■ **Entries from a point annotation set**:
'''

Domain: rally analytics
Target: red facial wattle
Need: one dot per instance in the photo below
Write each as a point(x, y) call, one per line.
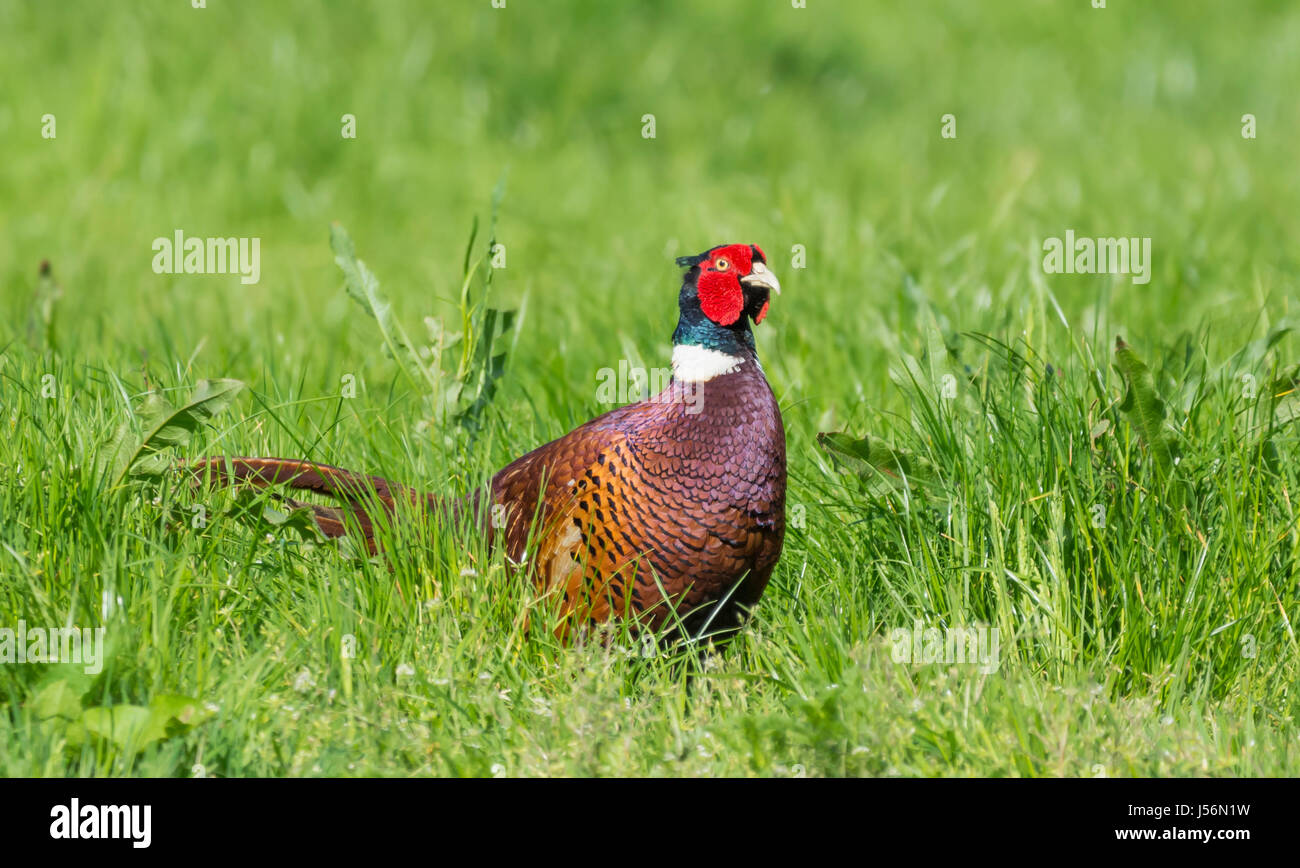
point(720, 296)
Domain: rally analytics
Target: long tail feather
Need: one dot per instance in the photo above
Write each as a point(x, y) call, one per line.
point(356, 490)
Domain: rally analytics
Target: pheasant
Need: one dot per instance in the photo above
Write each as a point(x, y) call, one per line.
point(672, 507)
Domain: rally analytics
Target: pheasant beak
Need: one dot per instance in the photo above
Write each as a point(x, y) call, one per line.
point(762, 276)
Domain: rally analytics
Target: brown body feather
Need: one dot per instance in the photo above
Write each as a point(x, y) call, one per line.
point(671, 507)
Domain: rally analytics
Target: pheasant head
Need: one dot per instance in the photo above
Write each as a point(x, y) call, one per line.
point(723, 291)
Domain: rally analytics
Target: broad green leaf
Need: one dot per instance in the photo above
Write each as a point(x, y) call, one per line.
point(874, 461)
point(137, 727)
point(167, 426)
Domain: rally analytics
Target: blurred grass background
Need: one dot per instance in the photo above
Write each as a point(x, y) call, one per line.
point(775, 125)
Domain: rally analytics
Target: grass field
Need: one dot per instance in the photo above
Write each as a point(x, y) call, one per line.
point(1138, 571)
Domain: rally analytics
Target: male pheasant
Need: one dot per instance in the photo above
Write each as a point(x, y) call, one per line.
point(672, 507)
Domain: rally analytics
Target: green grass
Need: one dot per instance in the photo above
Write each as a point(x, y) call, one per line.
point(1158, 641)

'''

■ **Brief**: Transcribe the material exactly, leaving every picture out.

■ **Output of the exercise**:
Domain: rally analytics
Target: red facial wattle
Need: one dot per instance in the photo below
Write each as a point(x, y) call, one per line.
point(720, 296)
Domain: rally analytics
Target: long tail feather
Need: one dot per instance in the photo above
Write each as a point(x, y) call, one per line.
point(356, 490)
Domain: rally analytics
Target: pheasant
Need: one dot per instance in the photo above
Write each as a point(x, y) call, one per line.
point(672, 507)
Domain: rally analytics
Target: pheasant beak
Need: one dot per instance in the photo above
Write each as a point(x, y) call, one per line.
point(762, 276)
Domain: rally analytics
Target: brown body feather
Need: one dot per instance in the photo above
Write each as a point(x, y) call, one per line.
point(671, 507)
Domain: rally analytics
Target: pheasant head
Need: one dot per instance in the photo above
Write each as a point(x, y) call, one per line.
point(723, 291)
Domain: rally analytics
Target: broad green leaf
Need: one dot per instance in the photo above
Write each as a point(x, y) call, one per line.
point(874, 461)
point(137, 727)
point(167, 426)
Domain: rally analytics
Target: blurred grass background
Need: one dot per instance in the photo above
Write each as a point(x, y) call, one per line.
point(775, 125)
Domain: rally analytics
Target: grass field
Need: one dot per instance in the photo above
Write each as a point(x, y) call, one per line.
point(1138, 571)
Domain: rally analytics
Target: male pheasant
Need: one dot per instance in the photo above
Write each as a point(x, y) call, one per line.
point(672, 507)
Domain: rally analytics
Target: green grass
Need: one dot per instance in the photo above
Write each as a point(x, y) call, one per line.
point(1158, 641)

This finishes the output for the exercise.